Copy every one of the following rows word for word, with no changes.

::: DATA PROVIDED :::

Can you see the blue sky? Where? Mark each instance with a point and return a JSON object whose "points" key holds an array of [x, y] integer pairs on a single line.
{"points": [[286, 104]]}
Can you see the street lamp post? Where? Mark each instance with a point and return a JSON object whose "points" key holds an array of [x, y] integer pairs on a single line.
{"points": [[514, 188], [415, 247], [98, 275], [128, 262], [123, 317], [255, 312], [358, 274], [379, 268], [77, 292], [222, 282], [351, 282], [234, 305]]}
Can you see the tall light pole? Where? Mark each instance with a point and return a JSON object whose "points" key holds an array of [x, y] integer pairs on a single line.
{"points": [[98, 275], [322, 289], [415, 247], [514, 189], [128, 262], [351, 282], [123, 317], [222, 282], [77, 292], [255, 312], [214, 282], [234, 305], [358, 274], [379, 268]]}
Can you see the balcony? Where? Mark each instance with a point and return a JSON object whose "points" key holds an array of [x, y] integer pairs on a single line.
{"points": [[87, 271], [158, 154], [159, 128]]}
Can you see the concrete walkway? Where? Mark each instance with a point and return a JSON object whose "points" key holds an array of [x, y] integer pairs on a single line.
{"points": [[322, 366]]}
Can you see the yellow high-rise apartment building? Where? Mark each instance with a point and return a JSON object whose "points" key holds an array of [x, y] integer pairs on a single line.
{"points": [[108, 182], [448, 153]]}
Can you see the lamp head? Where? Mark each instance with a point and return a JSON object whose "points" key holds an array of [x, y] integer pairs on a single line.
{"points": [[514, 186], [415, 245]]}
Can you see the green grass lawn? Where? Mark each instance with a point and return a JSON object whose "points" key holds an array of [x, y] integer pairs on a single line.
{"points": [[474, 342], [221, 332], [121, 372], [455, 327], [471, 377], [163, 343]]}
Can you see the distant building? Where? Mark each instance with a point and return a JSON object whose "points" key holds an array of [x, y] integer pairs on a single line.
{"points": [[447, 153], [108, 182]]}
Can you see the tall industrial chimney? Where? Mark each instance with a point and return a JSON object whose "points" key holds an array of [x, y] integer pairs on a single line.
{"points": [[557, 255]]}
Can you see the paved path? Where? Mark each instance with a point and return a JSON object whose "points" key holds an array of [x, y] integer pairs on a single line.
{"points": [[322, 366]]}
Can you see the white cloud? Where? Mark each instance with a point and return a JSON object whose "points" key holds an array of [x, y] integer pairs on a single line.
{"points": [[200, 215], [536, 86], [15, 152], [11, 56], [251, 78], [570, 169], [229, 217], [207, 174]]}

:::

EXPECTED ANSWER
Can you see the blue sky? Where? Mark each instance with a point and return a JSON object whose "points" key holds an array of [x, y] integer pairs on a single line.
{"points": [[286, 104]]}
Can you see the street lamp post? Where? Mark each instance with a point and return a JSON object whose "points" key holds an array of [x, y] integer pairs on a single line.
{"points": [[514, 188], [415, 247], [98, 275], [128, 262], [123, 317], [255, 312], [358, 274], [379, 268], [77, 292], [222, 282], [351, 282], [234, 305]]}
Can you see the tall light pole? Where? Mark each instance with a point and return a JSON object whose "points" key holds an array of [x, y] integer pairs on a single line.
{"points": [[98, 275], [322, 289], [415, 247], [514, 189], [128, 262], [351, 282], [123, 317], [222, 282], [77, 292], [255, 312], [214, 282], [234, 305], [358, 274], [379, 268]]}
Can you see the balcony? Where? Mark each instance with a point and return a JSON object whose "points" key holds an array of [x, y] integer pairs on a single line.
{"points": [[87, 271], [158, 154], [159, 128]]}
Can you see the concrete walkway? Where? Mark each instance with a point and return a JSON object whose "points" key holds an array of [x, y] integer pairs on a single line.
{"points": [[322, 366]]}
Can you see the yellow high-rise apartment building? Where? Mark each instance with a point and return a JSON object whose "points" key holds an array of [x, y] integer pairs on a single line.
{"points": [[108, 182], [448, 153]]}
Can you see the lamp head? Where? Mark each instance with a point and return a JSON object whose "points" key holds an array of [x, y] integer pairs on a single line.
{"points": [[514, 186], [415, 245]]}
Can you see the green grass lawn? Where? Mark each instance with a point and return a JSON object whose "points" key holds an array of [x, y] integer pairs on a single line.
{"points": [[474, 342], [221, 332], [121, 372], [455, 327], [471, 377], [163, 343]]}
Can you see the distant building? Where? Mark each instance with a point and return a JSON object whose "points" key holds an array of [x, y] integer pairs on a single line.
{"points": [[447, 153], [108, 182]]}
Can you see the tall industrial chimney? Where? Mark each instance with a point and return a JSON object whose "points" key holds an array of [x, y] integer pairs on a single line.
{"points": [[557, 255]]}
Can you see the paved path? Where? Mark each instance with a point and return a JSON object whose "points" key holds an array of [x, y] integer pairs on a single line.
{"points": [[322, 366]]}
Can you see the white cloud? Where? Mark each instance with a point and return a JSON object whose "points" key holds an array of [x, y] integer pairs on a single line.
{"points": [[200, 215], [536, 86], [15, 152], [11, 56], [251, 78], [570, 169], [229, 217], [207, 174]]}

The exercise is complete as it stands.